__DATA FOR THIS TASK__
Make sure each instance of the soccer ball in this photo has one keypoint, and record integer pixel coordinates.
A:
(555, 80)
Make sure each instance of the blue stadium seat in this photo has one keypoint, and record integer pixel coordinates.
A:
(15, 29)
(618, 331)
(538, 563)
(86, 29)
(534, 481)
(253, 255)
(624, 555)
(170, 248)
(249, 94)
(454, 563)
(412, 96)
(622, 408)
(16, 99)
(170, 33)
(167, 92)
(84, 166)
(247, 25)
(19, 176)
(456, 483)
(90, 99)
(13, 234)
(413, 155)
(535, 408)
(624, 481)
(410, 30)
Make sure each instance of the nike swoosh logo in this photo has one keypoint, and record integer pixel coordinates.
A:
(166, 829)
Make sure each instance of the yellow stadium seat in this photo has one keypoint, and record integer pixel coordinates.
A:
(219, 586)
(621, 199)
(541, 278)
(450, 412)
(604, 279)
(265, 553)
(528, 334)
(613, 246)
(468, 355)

==

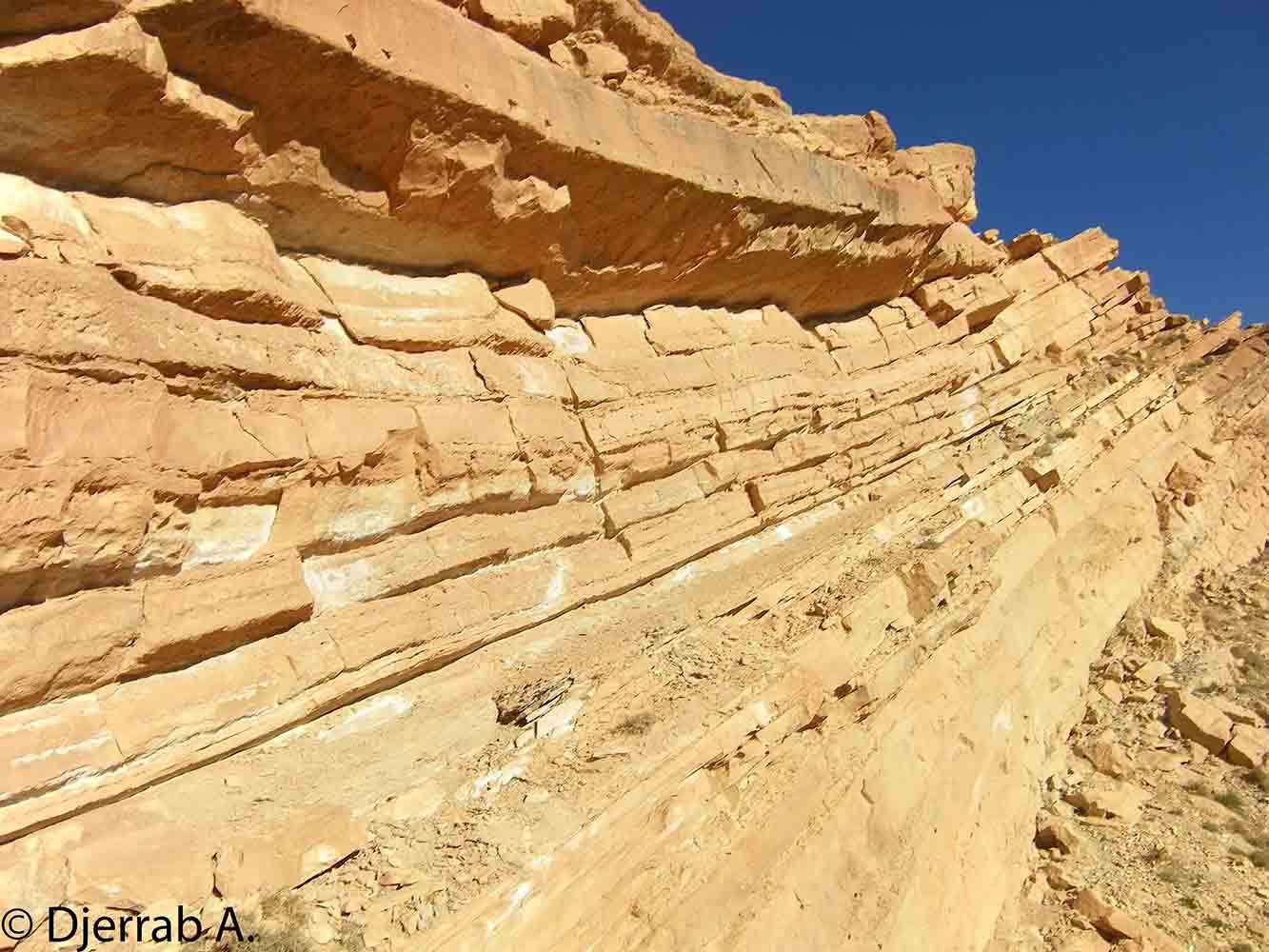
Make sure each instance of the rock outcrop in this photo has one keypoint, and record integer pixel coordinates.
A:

__WRITTEN INSTRUCTION__
Find every line in the entries above that contains the string "keypoint", matching case exactly, and copy each of those lines.

__THE COMPLETED TASK__
Make sure each instance of the soccer ball in this photo has one keypoint, and record integer pixel coordinates.
Make sure each instance of the blue stadium seat in this photo has one keypoint, and record integer pixel coordinates.
Make sure each instance of the nike swoosh logo in this photo has one keypoint, and record integer pixel coordinates.
Make sure each instance of the yellow stadium seat in this photo has one keypoint, and record integer pixel coordinates.
Make sure each instance of the rock outcrop in this photo has one keypoint, and record integer pixel coordinates.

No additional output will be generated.